* Set of tasks
1. Reproduce word for word the part of the Carlisle & Finch engine account starting at "The owners, after" and ending at "the little engine.".
2. Carry the account of the Carlisle & Finch engine and the Bear Creek flood further, beginning after its final sentence.

* Source excerpt

● ● ● ● ● ● ●

The HP Carlisle & Finch. A coffee table center piece, it seemed too small to have been designed with work in mind.

On May 28, 2002, Bear Creek, Pa., received over 5 inches of
rain in just a few hours. In a house just below Bear Creek Dam, a
HP Carlisle & Finch engine sat on a coffee table. Fifteen miles
away where I was working the sun was shining, and I was thinking
about Bear Creek. But I wasn’t thinking about the storm I had
no idea what was happening I was thinking about that Carlisle &
Finch.

First Look

Shortly before the spring of 2002, a friend from work told me
about a small engine he thought looked like a hit-and-miss that his
cousin was selling. I went to have a look at it, and when I first
saw the engine I thought it must have been built as a toy or a
salesman’s sample. Sitting on a coffee table, the engine was so
small it didn’t seem possible it was really made to work for a
living. I made an offer but I left empty handed, and it wasn’t
until I was almost home that I realized what I had just seen. I
remembered a friend who had one, and who had sold it for a good
buck, and I think I must have been so excited when I saw it my
brain just froze.

On the day of the storm the dam broke. The house was badly
damaged and the water reached the coffee table on the second floor.
The owners, after trying to save the house, had to be rescued from
the roof. I’m not sure, but that they may have moved the engine
to a higher spot in the house as the water rose, because when the
water receded the engine was still there, untouched by the ravaging
flood. In July 2002, after some competitive bidding, I finally
bought the little engine.

● ● ● ● ● ● ●

* Supplied data
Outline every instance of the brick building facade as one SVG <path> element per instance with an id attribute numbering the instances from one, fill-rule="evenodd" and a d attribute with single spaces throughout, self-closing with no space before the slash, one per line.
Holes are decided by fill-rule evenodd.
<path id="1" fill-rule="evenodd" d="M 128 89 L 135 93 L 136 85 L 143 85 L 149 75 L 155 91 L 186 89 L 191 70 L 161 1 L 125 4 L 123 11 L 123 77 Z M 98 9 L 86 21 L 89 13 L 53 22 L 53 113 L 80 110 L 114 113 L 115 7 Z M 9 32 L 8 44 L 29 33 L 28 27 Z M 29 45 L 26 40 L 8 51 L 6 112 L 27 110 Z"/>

● ● ● ● ● ● ●

* Answers to the exercises
1.
The owners, after trying to save the house, had to be rescued from
the roof. I’m not sure, but that they may have moved the engine
to a higher spot in the house as the water rose, because when the
water receded the engine was still there, untouched by the ravaging
flood. In July 2002, after some competitive bidding, I finally
bought the little engine.

2.
Carlisle & Finch

Green in color, this little HP engine has dual 8-inch flywheels
with 1-inch faces. It’s outfitted with a Lunkenheimer
carburetor, and it weighs in at 60 pounds. Carlisle & Finch
Co., Cincinnati, Ohio, built this little engine, and a 1913 catalog
cover I’ve seen says the company made electrical novelties,
dynamos, motors, experimental apparatus and gas engines. From the
late 1800s to about 1915, Carlisle & Finch also made model
trains, which are highly collectible today.

From what I’ve learned, these engines were available either
as kits or as complete units, and were both igniter and spark plug
equipped. I’ve heard they could be used to run a popcorn or
sewing machine. Carlisle & Finch is still in business today, a
major manufacturer of spotlights and searchlights for ships. I
would like to hear from other owners.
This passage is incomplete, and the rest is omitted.